Given problem — Copy the text of each item below word for word, and leave out the pictures.

━━━━━━━━━━

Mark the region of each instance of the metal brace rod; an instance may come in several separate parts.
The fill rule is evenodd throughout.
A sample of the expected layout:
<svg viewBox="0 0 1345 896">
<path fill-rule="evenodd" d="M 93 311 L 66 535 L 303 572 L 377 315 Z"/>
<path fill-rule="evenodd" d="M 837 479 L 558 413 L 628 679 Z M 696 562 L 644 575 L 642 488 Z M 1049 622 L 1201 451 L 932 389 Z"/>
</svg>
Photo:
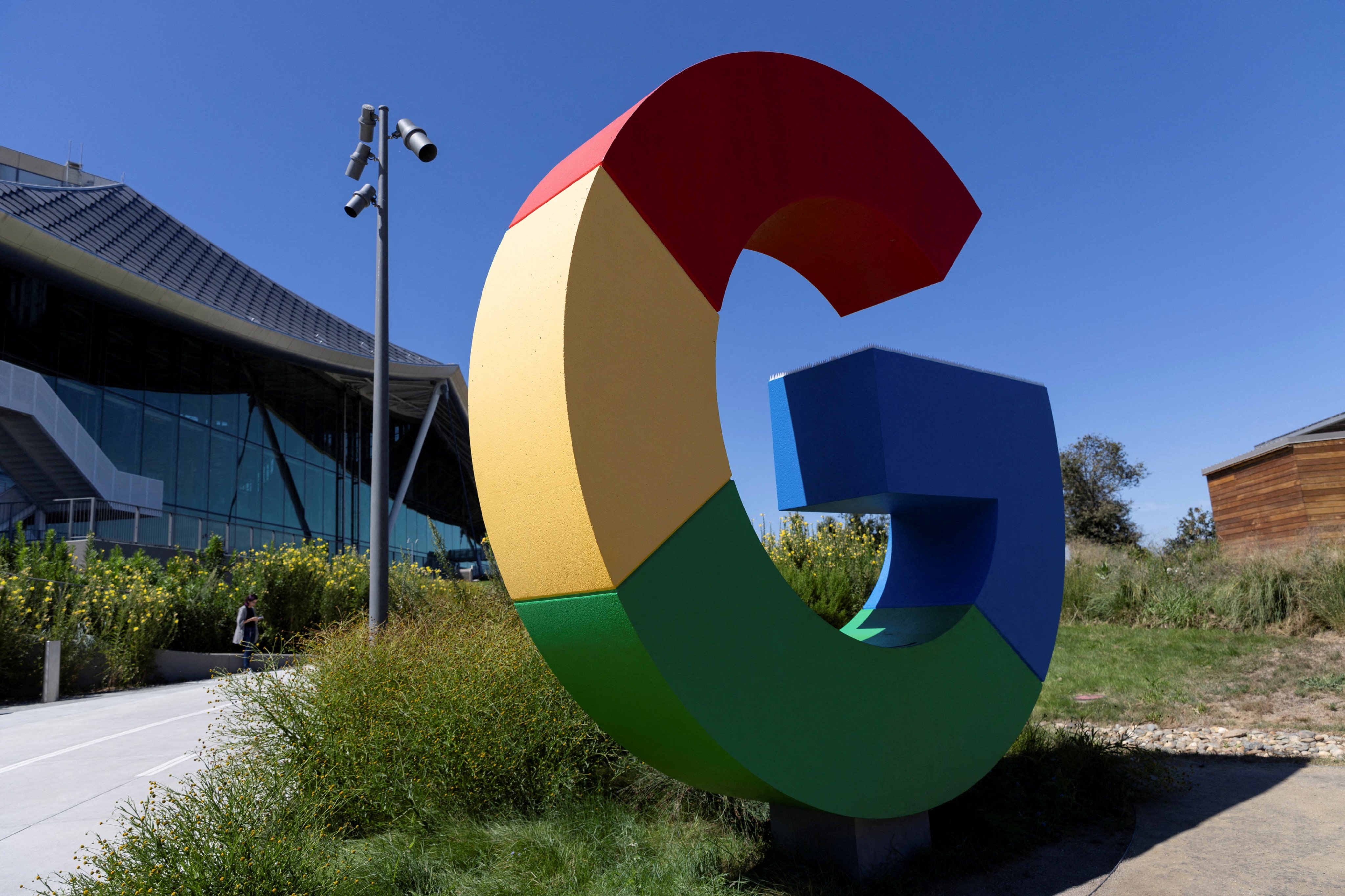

━━━━━━━━━━

Correct result —
Mark the region of each instance of the metal brace rod; an instance may come in several separate parts.
The fill rule is evenodd throughout.
A sample of the expected layout:
<svg viewBox="0 0 1345 896">
<path fill-rule="evenodd" d="M 93 311 L 66 535 L 303 572 L 377 315 Z"/>
<path fill-rule="evenodd" d="M 837 479 L 558 413 L 628 679 Z M 696 562 L 644 575 L 642 488 Z M 1049 622 L 1201 451 L 932 389 Z"/>
</svg>
Photo:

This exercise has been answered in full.